Frankfurter Allgemeine Zeitung - Rezension
Frankfurter Allgemeine Zeitung | Besprechung von 02.04.1996

Hier ein Pflöckchen, dort ein Fesselchen
Hanns-Josef Ortheil lauscht Europa / Von Hermann Kurzke

Alle warten auf den Deutschland-Roman. Hanns-Josef Ortheil nicht. "Im Grunde will niemand diesen Roman, kein Mensch will so etwas lesen. In Italien käme keine Seele auf den Gedanken, den neuen Berlusconi-Roman zu fordern . . . In Deutschland ist jedoch die Begriffsverwirrung so groß, daß man für jedes Thema den passenden Roman verlangt." Er habe längst keine Lust mehr auf Fiktion, sagt Ortheil. Schon mit seiner bemerkenswerten Autobiographie "Das Element des Elefanten" hatte er die Schwelle zum Ich-Sagen klopfenden Herzens überschritten. Spielerisch wechselnd zwischen "ich" und "er" und "O.", beehrt uns Ortheil nunmehr mit einem kunstvoll gearbeiteten Tagebuch.

------------------------------------------------------------

- Arbeitsanweisung -
Schreib die Rezension von „Hier ein Pflöckchen, dort“ bis einschließlich „kunstvoll gearbeiteten Tagebuch.“ noch einmal ab und ersetze dabei „Tagebuch“ durch „Journal“.

- Datensätze -
------------------------------------------------------------

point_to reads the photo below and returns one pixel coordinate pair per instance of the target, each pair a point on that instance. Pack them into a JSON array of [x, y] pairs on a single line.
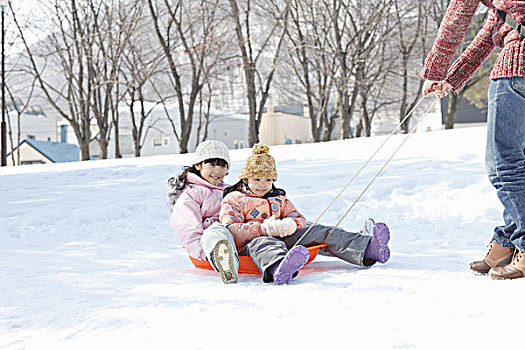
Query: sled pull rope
[[380, 170], [361, 169]]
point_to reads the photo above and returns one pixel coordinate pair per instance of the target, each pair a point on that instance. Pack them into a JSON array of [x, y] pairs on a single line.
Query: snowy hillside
[[88, 260]]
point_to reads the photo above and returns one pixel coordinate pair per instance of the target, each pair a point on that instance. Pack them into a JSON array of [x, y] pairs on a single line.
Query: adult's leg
[[505, 156]]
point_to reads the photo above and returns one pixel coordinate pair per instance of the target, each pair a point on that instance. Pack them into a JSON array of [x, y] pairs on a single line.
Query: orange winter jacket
[[243, 213]]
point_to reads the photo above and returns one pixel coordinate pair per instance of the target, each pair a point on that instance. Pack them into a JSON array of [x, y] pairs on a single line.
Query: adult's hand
[[438, 88]]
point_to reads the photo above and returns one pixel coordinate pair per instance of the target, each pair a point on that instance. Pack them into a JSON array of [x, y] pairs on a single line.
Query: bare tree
[[313, 63], [359, 28], [187, 33], [258, 75]]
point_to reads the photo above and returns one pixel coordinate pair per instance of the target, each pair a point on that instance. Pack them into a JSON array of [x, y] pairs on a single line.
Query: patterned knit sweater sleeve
[[474, 56], [451, 32], [289, 211], [232, 216]]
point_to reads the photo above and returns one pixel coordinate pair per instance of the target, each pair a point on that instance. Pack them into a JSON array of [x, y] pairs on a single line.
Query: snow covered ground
[[88, 260]]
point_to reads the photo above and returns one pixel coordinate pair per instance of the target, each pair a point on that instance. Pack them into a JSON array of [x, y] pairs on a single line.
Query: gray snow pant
[[348, 246]]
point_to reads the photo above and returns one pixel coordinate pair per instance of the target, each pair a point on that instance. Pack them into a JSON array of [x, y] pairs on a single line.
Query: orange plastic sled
[[246, 263]]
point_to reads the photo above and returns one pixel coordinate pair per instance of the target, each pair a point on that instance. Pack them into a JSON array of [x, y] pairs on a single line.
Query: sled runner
[[246, 263]]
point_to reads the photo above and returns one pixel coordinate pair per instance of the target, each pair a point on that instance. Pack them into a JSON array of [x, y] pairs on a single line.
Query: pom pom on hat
[[259, 164], [210, 149], [260, 148]]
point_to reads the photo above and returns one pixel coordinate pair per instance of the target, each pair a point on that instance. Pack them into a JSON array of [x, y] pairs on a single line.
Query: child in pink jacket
[[266, 225], [195, 197]]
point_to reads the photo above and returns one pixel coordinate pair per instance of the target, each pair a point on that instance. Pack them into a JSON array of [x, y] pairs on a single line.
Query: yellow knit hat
[[259, 164]]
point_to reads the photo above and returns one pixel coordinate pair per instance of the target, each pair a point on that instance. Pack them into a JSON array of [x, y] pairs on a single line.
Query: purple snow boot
[[293, 261], [377, 248]]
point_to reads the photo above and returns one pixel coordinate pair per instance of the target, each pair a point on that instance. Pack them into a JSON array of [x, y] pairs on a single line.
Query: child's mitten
[[279, 228]]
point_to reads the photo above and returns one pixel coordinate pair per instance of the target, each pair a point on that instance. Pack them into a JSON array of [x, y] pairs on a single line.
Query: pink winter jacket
[[194, 211], [243, 213]]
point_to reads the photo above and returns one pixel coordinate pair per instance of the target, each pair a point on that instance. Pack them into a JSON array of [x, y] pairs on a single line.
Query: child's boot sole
[[224, 261], [382, 237], [292, 262]]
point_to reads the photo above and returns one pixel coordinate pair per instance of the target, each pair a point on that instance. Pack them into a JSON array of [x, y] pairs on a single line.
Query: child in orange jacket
[[265, 225]]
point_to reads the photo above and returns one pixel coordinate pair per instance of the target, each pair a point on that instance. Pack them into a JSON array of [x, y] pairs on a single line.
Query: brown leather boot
[[516, 269], [497, 256]]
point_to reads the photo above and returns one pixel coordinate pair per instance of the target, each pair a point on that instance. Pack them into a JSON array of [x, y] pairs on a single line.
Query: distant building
[[43, 152], [282, 125], [34, 125]]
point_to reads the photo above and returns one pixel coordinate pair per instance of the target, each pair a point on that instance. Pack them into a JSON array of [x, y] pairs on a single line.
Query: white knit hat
[[211, 149]]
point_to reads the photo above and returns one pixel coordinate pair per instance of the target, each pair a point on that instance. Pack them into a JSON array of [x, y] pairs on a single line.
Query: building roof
[[296, 110], [57, 152]]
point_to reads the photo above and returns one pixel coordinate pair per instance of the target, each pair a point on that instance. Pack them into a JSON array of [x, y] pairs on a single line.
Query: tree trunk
[[453, 105]]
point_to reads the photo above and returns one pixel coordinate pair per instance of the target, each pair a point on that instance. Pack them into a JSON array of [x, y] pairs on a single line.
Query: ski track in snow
[[89, 260]]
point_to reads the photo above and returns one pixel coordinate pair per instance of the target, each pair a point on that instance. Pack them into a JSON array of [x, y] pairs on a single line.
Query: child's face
[[260, 185], [212, 172]]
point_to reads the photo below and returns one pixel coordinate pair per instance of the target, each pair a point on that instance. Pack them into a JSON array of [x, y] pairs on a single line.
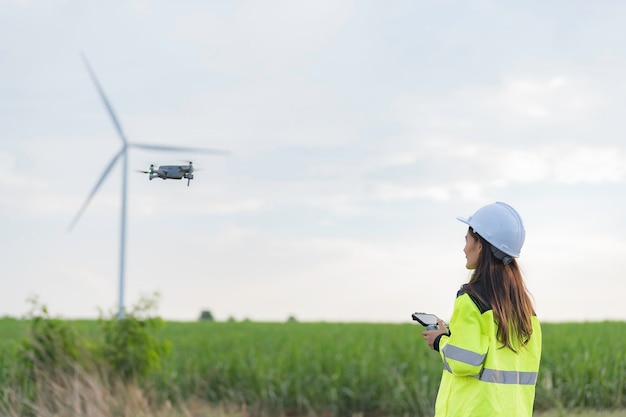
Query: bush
[[131, 348]]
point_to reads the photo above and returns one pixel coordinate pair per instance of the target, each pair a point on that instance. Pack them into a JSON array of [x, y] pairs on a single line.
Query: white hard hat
[[500, 225]]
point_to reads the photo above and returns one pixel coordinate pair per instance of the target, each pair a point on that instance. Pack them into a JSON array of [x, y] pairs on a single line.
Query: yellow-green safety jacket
[[481, 378]]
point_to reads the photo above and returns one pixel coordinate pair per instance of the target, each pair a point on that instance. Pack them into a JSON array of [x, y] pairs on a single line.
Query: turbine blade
[[95, 189], [178, 149], [108, 106]]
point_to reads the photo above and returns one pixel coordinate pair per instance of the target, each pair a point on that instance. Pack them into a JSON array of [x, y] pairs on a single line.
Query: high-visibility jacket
[[481, 378]]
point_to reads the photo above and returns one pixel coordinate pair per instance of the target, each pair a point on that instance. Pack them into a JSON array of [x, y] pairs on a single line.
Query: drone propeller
[[151, 171]]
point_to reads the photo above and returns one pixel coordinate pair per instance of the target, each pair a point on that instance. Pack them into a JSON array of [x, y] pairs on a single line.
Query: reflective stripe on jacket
[[480, 377]]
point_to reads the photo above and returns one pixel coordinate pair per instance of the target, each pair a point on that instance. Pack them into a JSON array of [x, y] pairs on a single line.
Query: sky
[[358, 131]]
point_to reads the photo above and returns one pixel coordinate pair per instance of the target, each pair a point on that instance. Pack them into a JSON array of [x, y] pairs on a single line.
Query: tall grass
[[331, 369]]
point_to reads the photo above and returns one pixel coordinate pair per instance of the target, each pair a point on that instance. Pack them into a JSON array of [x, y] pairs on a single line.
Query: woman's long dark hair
[[502, 288]]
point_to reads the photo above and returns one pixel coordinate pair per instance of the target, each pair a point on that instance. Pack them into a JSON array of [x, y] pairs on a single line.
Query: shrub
[[131, 348]]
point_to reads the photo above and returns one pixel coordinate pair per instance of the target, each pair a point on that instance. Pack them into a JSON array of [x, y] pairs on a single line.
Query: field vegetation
[[143, 366]]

------------------------------------------------------------

- Die Antwort -
Hier ein Pflöckchen, dort ein Fesselchen
Hanns-Josef Ortheil lauscht Europa / Von Hermann Kurzke

Alle warten auf den Deutschland-Roman. Hanns-Josef Ortheil nicht. "Im Grunde will niemand diesen Roman, kein Mensch will so etwas lesen. In Italien käme keine Seele auf den Gedanken, den neuen Berlusconi-Roman zu fordern . . . In Deutschland ist jedoch die Begriffsverwirrung so groß, daß man für jedes Thema den passenden Roman verlangt." Er habe längst keine Lust mehr auf Fiktion, sagt Ortheil. Schon mit seiner bemerkenswerten Autobiographie "Das Element des Elefanten" hatte er die Schwelle zum Ich-Sagen klopfenden Herzens überschritten. Spielerisch wechselnd zwischen "ich" und "er" und "O.", beehrt uns Ortheil nunmehr mit einem kunstvoll gearbeiteten Journal.